(Image point annotation entries)

^^^^^^^^^^^^^^^^

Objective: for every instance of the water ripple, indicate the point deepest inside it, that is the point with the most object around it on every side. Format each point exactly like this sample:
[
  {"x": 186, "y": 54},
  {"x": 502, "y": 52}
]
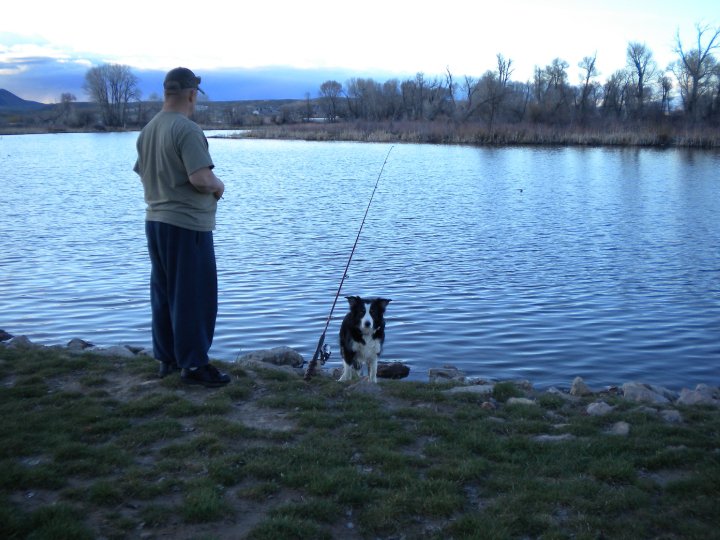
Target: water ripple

^^^^^^^^^^^^^^^^

_WORK TO BE COMPLETED_
Copy every line of the records above word for word, but leave out the pictures.

_OUTPUT OF THE TASK_
Objective: for every instance of the water ripple, indicate the point deepest inside it, that is the point with the most object around it on every side. Format each point exactly like this sample:
[
  {"x": 186, "y": 54},
  {"x": 502, "y": 52}
]
Target: water ripple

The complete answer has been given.